Saida suffered two mild heart attacks since October and her husband lost 20 kilos (44 pounds) in weight within weeks.
"My son left Daesh (IS) because he wanted to escape and return to Tunisia. He found out that they were monsters," she said.
Anouar studied medicine but was unemployed and, according to his mother, was not a devout Muslim.
"He never prayed regularly but he was respectful," she said.
In October, Anouar told his parents he was going to Switzerland for an internship, but less than a month later he telephoned to say he was in Iraq where he had joined IS.
But his commitment quickly crumbled.
"He asked his father to rescue him... He was very afraid of these people," she said.
"In the messages he sent his father, Anouar described them as monsters and would say that Daesh was a sham," she said.

☆ ☆ ☆

[Work request A]: In the excerpt about Anouar and his parents, what reason did Anouar give for going to Switzerland?
[Work request B]: Go on with the excerpt about Anouar and his parents, picking up after its final sentence.

[Provided data]:

☆ ☆ ☆

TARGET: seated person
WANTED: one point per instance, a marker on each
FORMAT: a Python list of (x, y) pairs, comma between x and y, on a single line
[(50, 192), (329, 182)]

☆ ☆ ☆

[Task result A]: He said he was going there for an internship.

[Task result B]:
Colleagues of doctor Fathi Bayoudh
After Tuesday's carnage, Tunisian authorities confirmed that their consulate in Istanbul had been in contact with the Bayoudh family since December.
They have since said that Turkey had agreed to allow Anouar to return home soon.
Anouar still does not know that his father was killed trying to save him, according to his mother.
"He'll be back in 24 or 48 hours," she told reporters on Friday.
"Parents need to be more vigilant" about their children joining jihadist groups, she said, adding: "No one is immune."